- [页面文字]
因获取 sema 休眠的 goroutine 会以一个 FIFO 的链表形式保存,如果唤醒时可以优先拿到锁。但是看代码的逻辑,处于休眠中的 goroutine 优先级低于当前活跃的。Unlock 解锁的顺间,最新活跃的 goroutine 是会抢到锁的。另外有时锁时间很短,如果没有自旋 spin 的逻辑,所有 goroutine 都要休眠 park, 徒增 runtime 调度的开销。

自旋 spin 的优化

后来优化时增加了 spin 逻辑,自旋只存在 Lock 阶段,代码以 go 1.7 为例

// Lock locks m.
// If the lock is already in use, the calling goroutine
// blocks until the mutex is available.
func (m *Mutex) Lock() {
    // Fast path: grab unlocked mutex.
    if atomic.CompareAndSwapInt32(&m.state, 0, mutexLocked) {
        if race.Enabled {
            race.Acquire(unsafe.Pointer(m))
        }
        return
    }

    awoke := false
    iter := 0
    for {
        old := m.state
        new := old | mutexLocked
        if old&mutexLocked != 0 { // 如果当前己经锁了,那么判断是否可以自旋
            if runtime_canSpin(iter) {
                // Active spinning makes sense.
                // Try to set mutexWoken flag to inform Unlock
                // to not wake other blocked goroutines.
                if !awoke && old&mutexWoken == 0 && old>>mutexWaiterShift != 0 &&
                    atomic.CompareAndSwapInt32(&m.state, old, old|mutexWoken) {
                    awoke = true
                }
                runtime_doSpin()
                iter++
                continue
            }
            new = old + 1<<mutexWaiterShift
        }
        if awoke {
            // The goroutine has been woken from sleep,
            // so we need to reset the flag in either case.

- [所给资料]
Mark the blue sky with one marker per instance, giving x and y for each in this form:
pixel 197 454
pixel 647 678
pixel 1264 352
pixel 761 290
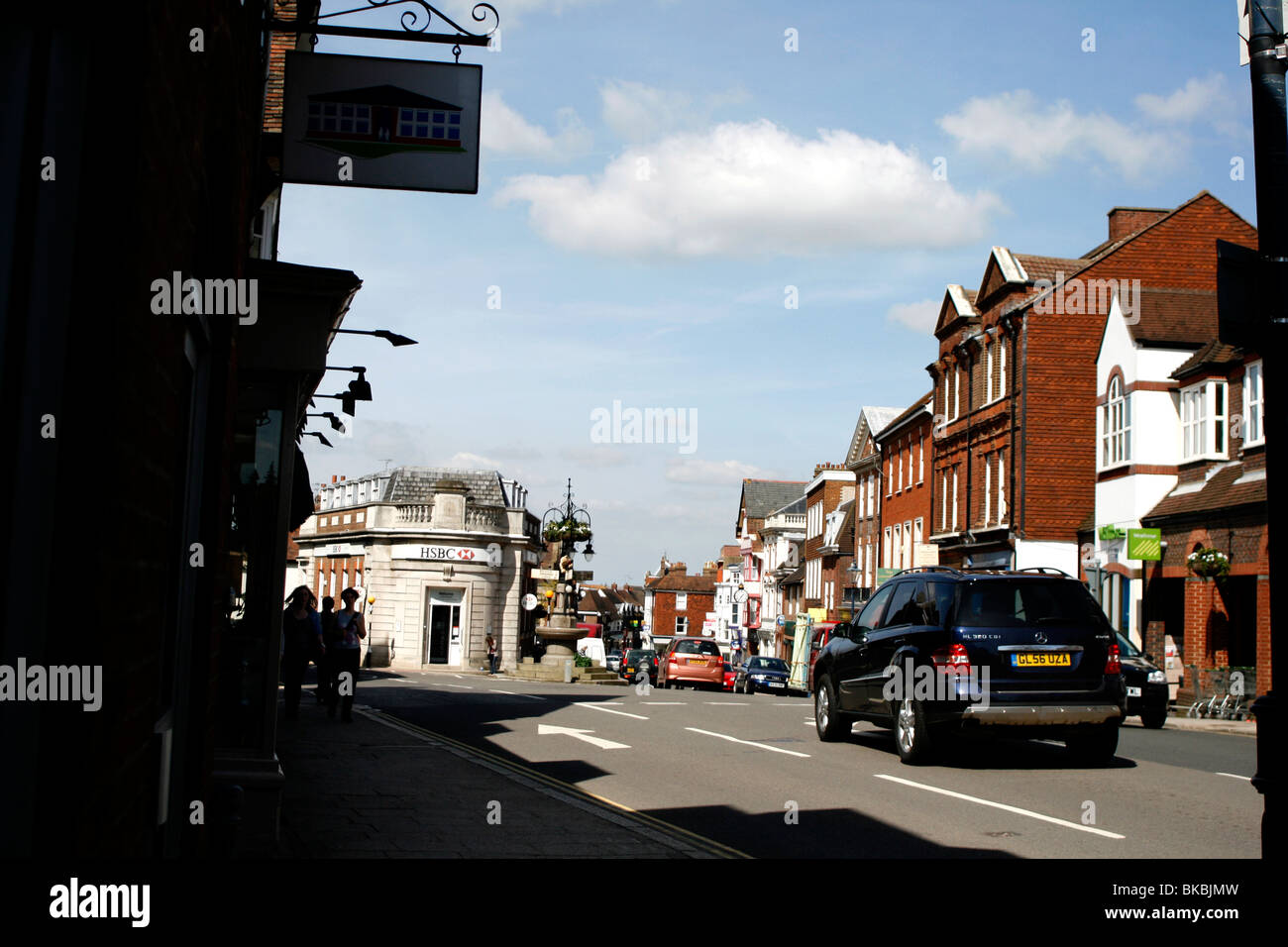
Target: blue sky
pixel 655 175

- [练习要求]
1/ 照抄页面文字中的一段:从含有“后来优化时增加了 spin 逻辑,自旋只存在”的词句开始,抄到“grab unlocked mutex.”为止。
2/ 根据页面文字回答下列问题:
(a) 因获取 sema 而休眠的 goroutine 以什么形式保存?
(b) 自旋逻辑只存在于哪个阶段?
(c) 文中的代码以哪个 Go 版本为例?
3/ 用两句话概括页面文字。

- [参考答案]
1/
后来优化时增加了 spin 逻辑,自旋只存在 Lock 阶段,代码以 go 1.7 为例

// Lock locks m.
// If the lock is already in use, the calling goroutine
// blocks until the mutex is available.
func (m *Mutex) Lock() {
    // Fast path: grab unlocked mutex.

2/
(a) 以一个 FIFO 的链表形式保存。
(b) Lock 阶段。
(c) go 1.7。

3/ 因获取 sema 而休眠的 goroutine 以 FIFO 链表保存,但休眠中的 goroutine 优先级低于当前活跃的;若没有自旋逻辑,所有 goroutine 都要休眠,徒增 runtime 调度的开销。后来的优化增加了只存在于 Lock 阶段的自旋逻辑,文中以 go 1.7 的 Lock 代码为例:锁已被占用时先判断能否自旋,能则执行自旋。